───── Raw data ─────

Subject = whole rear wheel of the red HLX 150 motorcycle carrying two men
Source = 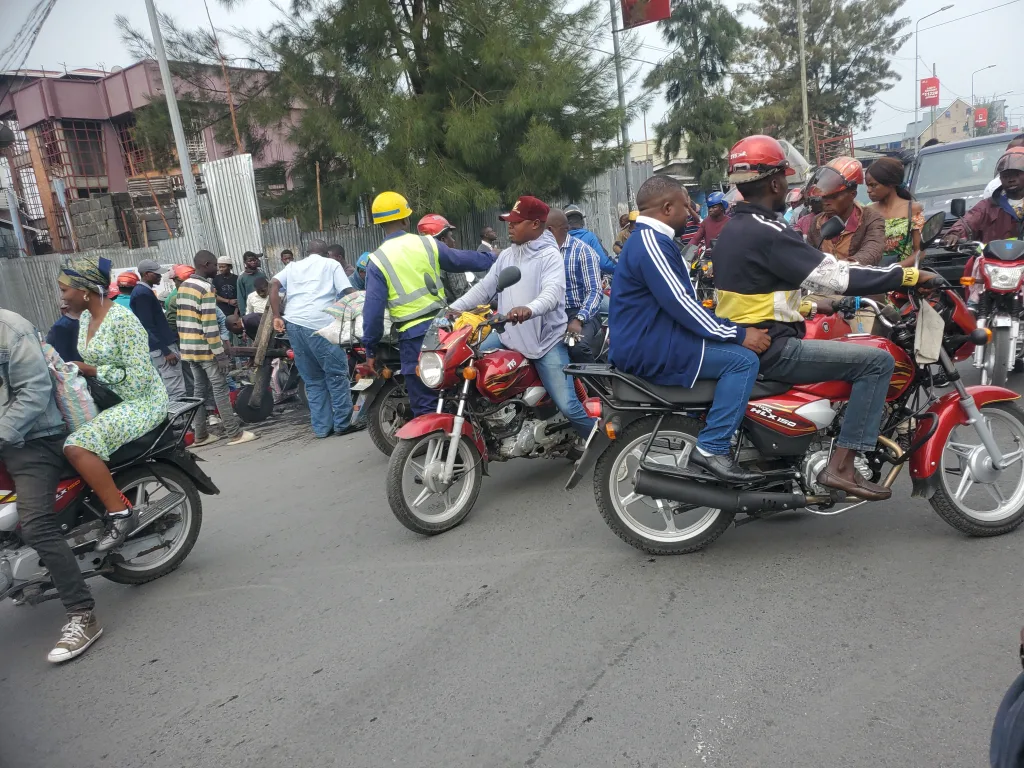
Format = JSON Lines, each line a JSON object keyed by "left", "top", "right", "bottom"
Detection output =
{"left": 594, "top": 416, "right": 735, "bottom": 555}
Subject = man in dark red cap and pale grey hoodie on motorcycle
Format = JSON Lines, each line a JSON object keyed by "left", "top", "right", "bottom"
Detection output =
{"left": 452, "top": 196, "right": 594, "bottom": 438}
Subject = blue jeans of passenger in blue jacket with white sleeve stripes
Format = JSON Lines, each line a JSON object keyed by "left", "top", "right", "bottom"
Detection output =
{"left": 697, "top": 341, "right": 758, "bottom": 456}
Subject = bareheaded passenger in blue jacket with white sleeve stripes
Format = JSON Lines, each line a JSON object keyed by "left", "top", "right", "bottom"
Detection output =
{"left": 608, "top": 176, "right": 769, "bottom": 482}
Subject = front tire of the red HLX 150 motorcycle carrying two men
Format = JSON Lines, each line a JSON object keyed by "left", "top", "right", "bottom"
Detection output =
{"left": 929, "top": 402, "right": 1024, "bottom": 537}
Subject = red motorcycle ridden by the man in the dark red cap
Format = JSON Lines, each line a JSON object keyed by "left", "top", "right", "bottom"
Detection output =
{"left": 387, "top": 267, "right": 586, "bottom": 536}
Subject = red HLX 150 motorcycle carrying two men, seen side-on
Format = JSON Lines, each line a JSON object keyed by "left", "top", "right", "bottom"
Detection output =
{"left": 566, "top": 282, "right": 1024, "bottom": 555}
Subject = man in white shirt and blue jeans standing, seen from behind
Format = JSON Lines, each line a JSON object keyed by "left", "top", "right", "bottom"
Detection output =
{"left": 270, "top": 240, "right": 364, "bottom": 438}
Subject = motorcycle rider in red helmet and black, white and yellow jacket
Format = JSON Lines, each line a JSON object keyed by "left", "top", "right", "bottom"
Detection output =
{"left": 712, "top": 135, "right": 934, "bottom": 501}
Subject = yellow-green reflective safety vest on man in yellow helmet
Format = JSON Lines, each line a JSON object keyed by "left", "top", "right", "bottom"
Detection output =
{"left": 370, "top": 233, "right": 444, "bottom": 333}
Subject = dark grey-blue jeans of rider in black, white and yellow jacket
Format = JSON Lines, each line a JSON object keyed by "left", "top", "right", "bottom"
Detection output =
{"left": 761, "top": 339, "right": 896, "bottom": 451}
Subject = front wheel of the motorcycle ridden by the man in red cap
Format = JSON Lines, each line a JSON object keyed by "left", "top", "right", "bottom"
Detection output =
{"left": 387, "top": 432, "right": 483, "bottom": 536}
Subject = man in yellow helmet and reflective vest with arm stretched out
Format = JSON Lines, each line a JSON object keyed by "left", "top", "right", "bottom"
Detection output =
{"left": 362, "top": 191, "right": 495, "bottom": 416}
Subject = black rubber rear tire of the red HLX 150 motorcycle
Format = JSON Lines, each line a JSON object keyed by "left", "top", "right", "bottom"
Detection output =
{"left": 594, "top": 416, "right": 735, "bottom": 555}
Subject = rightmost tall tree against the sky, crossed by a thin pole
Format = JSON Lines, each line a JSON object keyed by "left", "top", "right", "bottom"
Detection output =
{"left": 734, "top": 0, "right": 910, "bottom": 141}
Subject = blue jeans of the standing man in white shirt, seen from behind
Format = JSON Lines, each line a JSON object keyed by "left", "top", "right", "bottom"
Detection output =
{"left": 286, "top": 323, "right": 352, "bottom": 437}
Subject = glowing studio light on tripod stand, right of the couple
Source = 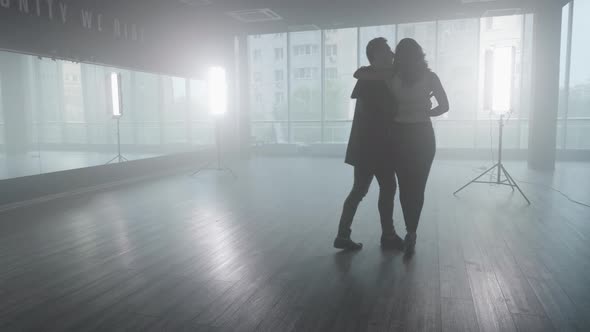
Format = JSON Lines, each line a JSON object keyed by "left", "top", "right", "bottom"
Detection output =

─────

### [Activity]
Note every line of the records that holds the word "white", and copy it.

### [Expected answer]
Subject = blue jeans of passenger in blue jacket with white sleeve stripes
Subject = bareheaded passenger in blue jacket with white sleeve stripes
Subject = man in white shirt and blue jeans standing, seen from behind
Subject = motorcycle rider in red helmet and black, white and yellow jacket
Subject = dark grey-blue jeans of rider in black, white and yellow jacket
Subject = blue jeans of the standing man in white shirt, seen from behind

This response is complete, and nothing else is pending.